* BEGIN Supplied records *

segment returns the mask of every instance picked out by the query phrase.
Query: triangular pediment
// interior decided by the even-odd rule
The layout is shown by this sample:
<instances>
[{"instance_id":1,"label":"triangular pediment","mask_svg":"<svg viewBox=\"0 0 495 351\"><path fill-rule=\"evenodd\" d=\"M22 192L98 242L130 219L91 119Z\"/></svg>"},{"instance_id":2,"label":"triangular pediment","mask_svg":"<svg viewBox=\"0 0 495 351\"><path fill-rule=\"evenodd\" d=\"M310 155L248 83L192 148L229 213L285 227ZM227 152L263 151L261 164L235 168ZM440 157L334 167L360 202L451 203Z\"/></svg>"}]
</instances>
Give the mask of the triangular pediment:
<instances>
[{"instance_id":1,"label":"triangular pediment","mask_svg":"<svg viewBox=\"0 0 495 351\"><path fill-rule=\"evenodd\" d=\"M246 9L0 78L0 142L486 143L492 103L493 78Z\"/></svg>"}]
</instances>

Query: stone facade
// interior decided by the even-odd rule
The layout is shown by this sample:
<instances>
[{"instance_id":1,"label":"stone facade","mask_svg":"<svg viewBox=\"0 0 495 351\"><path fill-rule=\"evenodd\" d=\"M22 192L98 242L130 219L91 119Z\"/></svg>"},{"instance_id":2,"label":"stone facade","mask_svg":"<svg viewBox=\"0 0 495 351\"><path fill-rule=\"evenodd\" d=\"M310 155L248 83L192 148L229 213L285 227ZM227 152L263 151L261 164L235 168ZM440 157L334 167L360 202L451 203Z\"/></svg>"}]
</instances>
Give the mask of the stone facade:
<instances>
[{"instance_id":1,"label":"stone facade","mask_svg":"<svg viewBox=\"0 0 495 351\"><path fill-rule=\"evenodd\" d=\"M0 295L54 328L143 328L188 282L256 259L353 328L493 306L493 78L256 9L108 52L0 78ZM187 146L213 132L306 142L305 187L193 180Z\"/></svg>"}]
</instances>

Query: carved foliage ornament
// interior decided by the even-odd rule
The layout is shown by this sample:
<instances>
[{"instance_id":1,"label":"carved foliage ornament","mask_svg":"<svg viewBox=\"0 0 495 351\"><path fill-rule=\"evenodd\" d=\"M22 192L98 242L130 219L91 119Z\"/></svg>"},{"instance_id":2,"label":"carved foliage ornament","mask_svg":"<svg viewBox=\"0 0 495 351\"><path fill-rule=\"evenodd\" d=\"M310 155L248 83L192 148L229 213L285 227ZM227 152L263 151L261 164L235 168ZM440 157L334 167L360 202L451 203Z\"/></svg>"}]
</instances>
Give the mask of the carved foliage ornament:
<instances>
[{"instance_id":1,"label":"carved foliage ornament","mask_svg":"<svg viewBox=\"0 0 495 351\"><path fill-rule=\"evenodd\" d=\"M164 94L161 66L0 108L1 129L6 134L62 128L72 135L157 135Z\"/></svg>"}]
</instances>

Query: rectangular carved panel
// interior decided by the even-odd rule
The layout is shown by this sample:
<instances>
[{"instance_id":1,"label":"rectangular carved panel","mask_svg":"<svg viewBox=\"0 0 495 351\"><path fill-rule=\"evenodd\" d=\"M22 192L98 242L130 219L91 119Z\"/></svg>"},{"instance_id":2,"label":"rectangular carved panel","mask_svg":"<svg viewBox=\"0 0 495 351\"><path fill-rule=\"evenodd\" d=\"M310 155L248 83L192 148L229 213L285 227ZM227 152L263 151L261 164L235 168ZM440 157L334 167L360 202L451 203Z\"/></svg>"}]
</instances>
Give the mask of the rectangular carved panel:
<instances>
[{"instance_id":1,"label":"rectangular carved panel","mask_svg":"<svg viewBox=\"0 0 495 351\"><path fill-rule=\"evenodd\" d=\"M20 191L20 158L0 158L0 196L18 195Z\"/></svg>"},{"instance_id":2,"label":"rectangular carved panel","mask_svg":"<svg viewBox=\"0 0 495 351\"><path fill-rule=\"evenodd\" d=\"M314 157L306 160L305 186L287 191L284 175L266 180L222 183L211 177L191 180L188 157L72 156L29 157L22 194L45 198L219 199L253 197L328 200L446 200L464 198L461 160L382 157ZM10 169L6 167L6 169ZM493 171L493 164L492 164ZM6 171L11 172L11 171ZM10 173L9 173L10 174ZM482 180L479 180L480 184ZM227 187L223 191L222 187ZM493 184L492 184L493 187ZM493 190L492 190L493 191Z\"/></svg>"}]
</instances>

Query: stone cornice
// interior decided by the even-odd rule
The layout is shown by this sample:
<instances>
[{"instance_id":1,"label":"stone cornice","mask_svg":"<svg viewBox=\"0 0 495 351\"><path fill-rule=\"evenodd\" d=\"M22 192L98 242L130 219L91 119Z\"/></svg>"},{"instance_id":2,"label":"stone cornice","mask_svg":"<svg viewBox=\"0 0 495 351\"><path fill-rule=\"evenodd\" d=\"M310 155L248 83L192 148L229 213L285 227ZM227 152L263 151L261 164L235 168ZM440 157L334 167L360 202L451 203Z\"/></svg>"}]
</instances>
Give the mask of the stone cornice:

* END Supplied records *

Exercise directions
Return all of the data word for word.

Answer to this exercise
segment returns the mask of every instance picked out by the query phrase.
Query: triangular pediment
// interior decided by the even-odd rule
The layout is shown by this sample:
<instances>
[{"instance_id":1,"label":"triangular pediment","mask_svg":"<svg viewBox=\"0 0 495 351\"><path fill-rule=\"evenodd\" d=\"M22 192L98 242L130 219L91 119Z\"/></svg>"},{"instance_id":2,"label":"triangular pediment","mask_svg":"<svg viewBox=\"0 0 495 351\"><path fill-rule=\"evenodd\" d=\"M310 155L248 83L192 148L229 213L285 227ZM227 152L263 151L261 164L235 168ZM440 157L334 167L360 202L451 203Z\"/></svg>"}]
</instances>
Give the mask of the triangular pediment:
<instances>
[{"instance_id":1,"label":"triangular pediment","mask_svg":"<svg viewBox=\"0 0 495 351\"><path fill-rule=\"evenodd\" d=\"M246 9L0 78L0 142L486 143L492 103L493 78Z\"/></svg>"}]
</instances>

Query: stone facade
// interior decided by the even-odd rule
The layout is shown by this sample:
<instances>
[{"instance_id":1,"label":"stone facade","mask_svg":"<svg viewBox=\"0 0 495 351\"><path fill-rule=\"evenodd\" d=\"M22 192L98 242L130 219L91 119Z\"/></svg>"},{"instance_id":2,"label":"stone facade","mask_svg":"<svg viewBox=\"0 0 495 351\"><path fill-rule=\"evenodd\" d=\"M310 155L248 83L192 148L229 213L285 227ZM227 152L263 151L261 164L235 168ZM440 157L334 167L360 202L451 203Z\"/></svg>"}]
</instances>
Give the mask of the stone facade:
<instances>
[{"instance_id":1,"label":"stone facade","mask_svg":"<svg viewBox=\"0 0 495 351\"><path fill-rule=\"evenodd\" d=\"M0 295L54 328L143 328L188 282L256 259L353 328L493 306L493 78L256 9L108 52L0 78ZM187 146L213 132L306 142L305 187L193 180Z\"/></svg>"}]
</instances>

Query: carved foliage ornament
// interior decided by the even-odd rule
The layout is shown by this sample:
<instances>
[{"instance_id":1,"label":"carved foliage ornament","mask_svg":"<svg viewBox=\"0 0 495 351\"><path fill-rule=\"evenodd\" d=\"M22 192L98 242L130 219L91 119Z\"/></svg>"},{"instance_id":2,"label":"carved foliage ornament","mask_svg":"<svg viewBox=\"0 0 495 351\"><path fill-rule=\"evenodd\" d=\"M310 155L248 83L192 148L229 213L285 227ZM227 152L263 151L261 164L235 168ZM440 157L334 167L360 202L451 203Z\"/></svg>"}]
</instances>
Give the mask of the carved foliage ornament:
<instances>
[{"instance_id":1,"label":"carved foliage ornament","mask_svg":"<svg viewBox=\"0 0 495 351\"><path fill-rule=\"evenodd\" d=\"M164 94L161 66L0 108L1 129L6 134L62 128L72 135L157 135Z\"/></svg>"}]
</instances>

Query: rectangular carved panel
// interior decided by the even-odd rule
The layout is shown by this sample:
<instances>
[{"instance_id":1,"label":"rectangular carved panel","mask_svg":"<svg viewBox=\"0 0 495 351\"><path fill-rule=\"evenodd\" d=\"M22 192L98 242L130 219L91 119Z\"/></svg>"},{"instance_id":2,"label":"rectangular carved panel","mask_svg":"<svg viewBox=\"0 0 495 351\"><path fill-rule=\"evenodd\" d=\"M310 155L248 83L192 148L229 213L285 227ZM227 152L263 151L261 164L235 168ZM440 157L334 167L360 202L451 203Z\"/></svg>"}]
</instances>
Give the mask of the rectangular carved panel:
<instances>
[{"instance_id":1,"label":"rectangular carved panel","mask_svg":"<svg viewBox=\"0 0 495 351\"><path fill-rule=\"evenodd\" d=\"M20 191L20 158L0 158L0 196L18 195Z\"/></svg>"},{"instance_id":2,"label":"rectangular carved panel","mask_svg":"<svg viewBox=\"0 0 495 351\"><path fill-rule=\"evenodd\" d=\"M314 157L306 160L305 186L287 191L284 175L266 180L222 183L211 177L191 180L188 157L72 156L29 157L22 194L45 198L219 199L253 197L328 200L446 200L464 198L461 160L382 157ZM10 169L6 167L6 169ZM493 171L493 164L492 164ZM6 171L11 172L11 171ZM10 173L9 173L10 174ZM482 180L479 180L480 184ZM227 187L223 191L222 187ZM493 184L492 184L493 187ZM493 190L492 190L493 191Z\"/></svg>"}]
</instances>

Query: stone cornice
// interior decided by the even-odd rule
The layout is shown by this sample:
<instances>
[{"instance_id":1,"label":"stone cornice","mask_svg":"<svg viewBox=\"0 0 495 351\"><path fill-rule=\"evenodd\" d=\"M22 192L98 242L130 219L91 119Z\"/></svg>"},{"instance_id":2,"label":"stone cornice","mask_svg":"<svg viewBox=\"0 0 495 351\"><path fill-rule=\"evenodd\" d=\"M310 155L248 83L192 148L229 213L285 227ZM227 152L263 151L261 164L235 168ZM440 157L334 167L360 202L451 203Z\"/></svg>"}]
</instances>
Give the mask of the stone cornice:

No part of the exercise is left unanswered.